— Begin MATERIALS PROVIDED —

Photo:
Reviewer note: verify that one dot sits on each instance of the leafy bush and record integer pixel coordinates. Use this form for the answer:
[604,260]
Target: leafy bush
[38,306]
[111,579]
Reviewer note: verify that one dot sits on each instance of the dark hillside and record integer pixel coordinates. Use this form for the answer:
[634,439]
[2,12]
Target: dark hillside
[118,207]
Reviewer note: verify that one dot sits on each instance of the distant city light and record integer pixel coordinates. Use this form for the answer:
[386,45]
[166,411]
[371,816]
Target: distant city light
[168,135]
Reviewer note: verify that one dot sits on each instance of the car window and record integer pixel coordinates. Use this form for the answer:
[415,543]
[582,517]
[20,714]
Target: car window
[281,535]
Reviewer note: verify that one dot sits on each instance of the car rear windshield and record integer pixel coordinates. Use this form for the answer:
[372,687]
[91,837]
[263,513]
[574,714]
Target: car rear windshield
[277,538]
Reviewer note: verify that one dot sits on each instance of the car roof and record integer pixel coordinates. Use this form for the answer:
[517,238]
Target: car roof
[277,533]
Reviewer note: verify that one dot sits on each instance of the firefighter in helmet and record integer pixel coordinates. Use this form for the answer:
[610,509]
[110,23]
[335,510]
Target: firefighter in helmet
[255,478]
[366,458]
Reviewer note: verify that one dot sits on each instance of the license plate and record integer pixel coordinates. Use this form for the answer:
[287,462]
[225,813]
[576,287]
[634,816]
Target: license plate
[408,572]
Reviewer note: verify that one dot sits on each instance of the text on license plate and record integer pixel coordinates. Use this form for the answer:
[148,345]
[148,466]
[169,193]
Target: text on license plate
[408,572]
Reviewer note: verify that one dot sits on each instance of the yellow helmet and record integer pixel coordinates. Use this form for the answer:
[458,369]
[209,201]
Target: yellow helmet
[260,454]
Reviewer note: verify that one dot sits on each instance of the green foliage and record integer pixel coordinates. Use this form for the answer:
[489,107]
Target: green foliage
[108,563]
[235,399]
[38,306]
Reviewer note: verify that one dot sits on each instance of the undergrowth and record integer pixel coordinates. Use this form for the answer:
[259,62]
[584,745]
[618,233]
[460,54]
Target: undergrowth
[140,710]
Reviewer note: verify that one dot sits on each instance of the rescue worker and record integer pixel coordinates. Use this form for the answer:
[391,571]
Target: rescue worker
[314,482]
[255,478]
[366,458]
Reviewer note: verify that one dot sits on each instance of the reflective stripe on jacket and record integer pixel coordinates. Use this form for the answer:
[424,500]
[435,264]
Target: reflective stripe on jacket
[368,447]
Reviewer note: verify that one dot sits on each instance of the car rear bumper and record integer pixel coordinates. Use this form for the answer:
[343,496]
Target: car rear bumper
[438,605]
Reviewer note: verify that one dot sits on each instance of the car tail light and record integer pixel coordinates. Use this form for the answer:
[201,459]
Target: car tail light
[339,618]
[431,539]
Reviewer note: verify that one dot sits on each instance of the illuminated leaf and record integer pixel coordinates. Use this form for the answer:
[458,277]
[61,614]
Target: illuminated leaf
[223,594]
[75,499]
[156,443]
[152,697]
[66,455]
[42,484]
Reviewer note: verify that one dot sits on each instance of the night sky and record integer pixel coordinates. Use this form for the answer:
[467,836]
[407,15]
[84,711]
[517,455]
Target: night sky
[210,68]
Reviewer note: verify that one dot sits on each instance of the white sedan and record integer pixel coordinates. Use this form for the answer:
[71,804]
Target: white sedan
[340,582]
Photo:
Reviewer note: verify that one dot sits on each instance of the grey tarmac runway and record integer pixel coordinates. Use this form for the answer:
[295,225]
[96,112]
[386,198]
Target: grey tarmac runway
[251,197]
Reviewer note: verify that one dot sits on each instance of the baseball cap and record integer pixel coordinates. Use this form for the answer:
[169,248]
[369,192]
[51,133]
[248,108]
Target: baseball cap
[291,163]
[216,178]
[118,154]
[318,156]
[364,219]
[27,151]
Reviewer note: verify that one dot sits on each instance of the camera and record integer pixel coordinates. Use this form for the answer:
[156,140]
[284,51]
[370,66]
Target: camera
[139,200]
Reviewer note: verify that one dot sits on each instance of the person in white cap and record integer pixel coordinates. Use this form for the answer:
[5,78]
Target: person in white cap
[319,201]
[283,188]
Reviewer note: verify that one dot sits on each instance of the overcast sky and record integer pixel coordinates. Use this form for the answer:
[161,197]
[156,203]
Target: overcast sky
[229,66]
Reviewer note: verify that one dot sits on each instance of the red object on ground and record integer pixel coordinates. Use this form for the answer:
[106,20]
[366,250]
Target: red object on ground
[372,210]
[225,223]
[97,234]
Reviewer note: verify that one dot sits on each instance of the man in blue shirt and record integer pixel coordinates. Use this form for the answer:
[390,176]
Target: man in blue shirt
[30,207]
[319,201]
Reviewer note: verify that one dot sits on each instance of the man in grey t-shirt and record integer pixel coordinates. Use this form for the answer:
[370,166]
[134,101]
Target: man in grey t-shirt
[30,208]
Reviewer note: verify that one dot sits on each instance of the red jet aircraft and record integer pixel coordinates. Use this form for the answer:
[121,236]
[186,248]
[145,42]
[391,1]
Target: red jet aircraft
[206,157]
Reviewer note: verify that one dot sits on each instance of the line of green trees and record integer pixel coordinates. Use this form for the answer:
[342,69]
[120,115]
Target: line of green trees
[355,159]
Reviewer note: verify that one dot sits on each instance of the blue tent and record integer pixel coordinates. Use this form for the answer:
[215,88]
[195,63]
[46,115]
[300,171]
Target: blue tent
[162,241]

— End MATERIALS PROVIDED —

- WHAT THE EXERCISE ASKS:
All of the data shown above must be copied exactly.

- COMPLETE RESPONSE:
Photo:
Reviewer note: verify that one dot sits on each instance of the leafy bush and record integer pixel coordinates. Use this form for the answer:
[604,260]
Target: leafy bush
[38,306]
[111,579]
Reviewer note: verify that one dot sits on each instance of the dark hillside and record integer pixel coordinates. Use this form for the answer:
[634,439]
[2,12]
Target: dark hillside
[118,207]
Reviewer note: verify that one dot sits on each instance of the distant city light and record integer pixel coordinates. Use this form for the answer:
[386,45]
[166,411]
[371,816]
Target: distant city light
[168,135]
Reviewer note: verify that one dot sits on each instance of the car window and record integer pixel coordinates. Use this form for the answer:
[415,543]
[582,517]
[20,714]
Target: car window
[281,535]
Reviewer note: verify that one dot sits on each instance of the car rear windshield and record integer pixel coordinates. Use this form for the answer:
[372,687]
[91,837]
[263,513]
[574,714]
Target: car rear windshield
[277,538]
Reviewer note: verify that one dot sits on each instance of the car roof and record integer pixel coordinates. Use this form for the answer:
[517,238]
Target: car roof
[277,533]
Reviewer note: verify that one dot sits on each instance of the firefighter in helmet and record integer pixel coordinates. Use this form for the answer:
[610,509]
[110,23]
[335,510]
Target: firefighter in helmet
[255,478]
[366,458]
Reviewer note: verify that one dot sits on each instance of the license plate and record integer pixel coordinates. Use this form for the answer:
[287,462]
[225,813]
[576,287]
[634,816]
Target: license plate
[408,572]
Reviewer note: verify that one dot sits on each instance of the text on license plate and record integer pixel coordinates. Use this form for the answer:
[148,345]
[148,466]
[169,193]
Target: text on license plate
[408,572]
Reviewer note: verify that one dot sits on each instance of the yellow helmet and record integer pixel coordinates. Use this form for the answer:
[458,369]
[209,201]
Target: yellow helmet
[260,454]
Reviewer note: verify that one dot sits on each instance of the green foliage and record integer pixel coordinates. Use this form for the answer:
[489,107]
Target: green foliage
[108,563]
[235,399]
[38,306]
Reviewer note: verify that one dot sits on each instance of the undergrowth and record integer pixel coordinates. Use this form for the answer:
[259,62]
[584,745]
[618,233]
[460,54]
Target: undergrowth
[140,710]
Reviewer note: verify that one dot sits on each instance of the rescue worker and record integer pixel coordinates. Use this form for the answer:
[391,571]
Target: rescue worker
[314,482]
[255,478]
[366,458]
Reviewer note: verify that one dot sits on each instance of the reflective stripe on jacket and record integer pixel coordinates. Use this form for the answer:
[424,500]
[435,264]
Target: reflective stripe on jacket
[368,447]
Reviewer note: verify that one dot sits on each instance of the car rear bumper and record integer pixel coordinates. Use this form for the answer:
[343,496]
Target: car rear bumper
[438,605]
Reviewer note: verify that one dot sits on each instance of the car tail light and record integer pixel coordinates. Use this form for the answer:
[201,459]
Target: car tail light
[339,618]
[431,539]
Reviewer note: verify that one dot sits on each instance of the illuminated leaf and record integer pixel coordinates. Use this form for the answer:
[458,277]
[61,614]
Target: illuminated leaf
[223,594]
[75,499]
[156,443]
[152,697]
[66,455]
[42,484]
Reviewer note: verify that one dot sits on each instance of the night sky and record integer pixel coordinates. Use this form for the answer:
[467,836]
[407,15]
[84,711]
[517,455]
Target: night sky
[210,68]
Reviewer note: verify that one dot sits on each instance of the white sedan and record integer pixel coordinates. Use this form for the answer:
[71,804]
Target: white sedan
[340,582]
Photo:
Reviewer note: verify that one dot sits on each instance of the grey tarmac runway and record integer pixel coordinates. Use this form for the answer:
[295,225]
[96,112]
[386,198]
Target: grey tarmac runway
[251,197]
Reviewer note: verify that one dot sits on each instance of the baseball cap and record integer pixel coordinates. Use this form for the answer:
[169,248]
[369,192]
[51,133]
[248,108]
Target: baseball cap
[291,163]
[216,178]
[118,154]
[318,156]
[364,219]
[27,151]
Reviewer note: verify that one dot sits on each instance of the camera and record integer pixel coordinates. Use this form for the answer:
[156,140]
[284,51]
[370,66]
Target: camera
[139,200]
Reviewer note: verify that one dot sits on each instance of the person in white cap and record integer pixel coordinates. Use this form for the answer:
[5,78]
Target: person in white cap
[319,201]
[283,188]
Reviewer note: verify that one dot sits on each instance of the overcast sky and record integer pixel coordinates. Use this form for the answer:
[161,197]
[156,203]
Target: overcast sky
[229,66]
Reviewer note: verify that one dot sits on each instance of the red object on ground and record integer pixel coordinates. Use this form for the answer:
[106,20]
[366,250]
Target: red object on ground
[372,210]
[225,223]
[97,234]
Reviewer note: verify that one dot sits on each instance of the man in blue shirt and record integer pixel coordinates. Use this form for the answer:
[390,176]
Target: man in blue shirt
[30,207]
[319,201]
Reviewer note: verify that one dot sits on each instance of the man in grey t-shirt and record integer pixel coordinates. Use this form for the answer:
[370,166]
[134,101]
Target: man in grey t-shirt
[30,208]
Reviewer note: verify that one dot sits on each instance of the red jet aircraft and record integer pixel coordinates. Use this form for the answer:
[121,236]
[186,248]
[145,42]
[391,1]
Target: red jet aircraft
[206,157]
Reviewer note: verify that one dot sits on each instance of the line of green trees and record integer pixel coordinates. Use this form for the answer:
[342,69]
[120,115]
Target: line of green trees
[355,159]
Reviewer note: verify that one dot sits on each instance of the blue tent and record integer pixel coordinates. Use this form for the answer:
[215,88]
[195,63]
[46,115]
[300,171]
Target: blue tent
[162,241]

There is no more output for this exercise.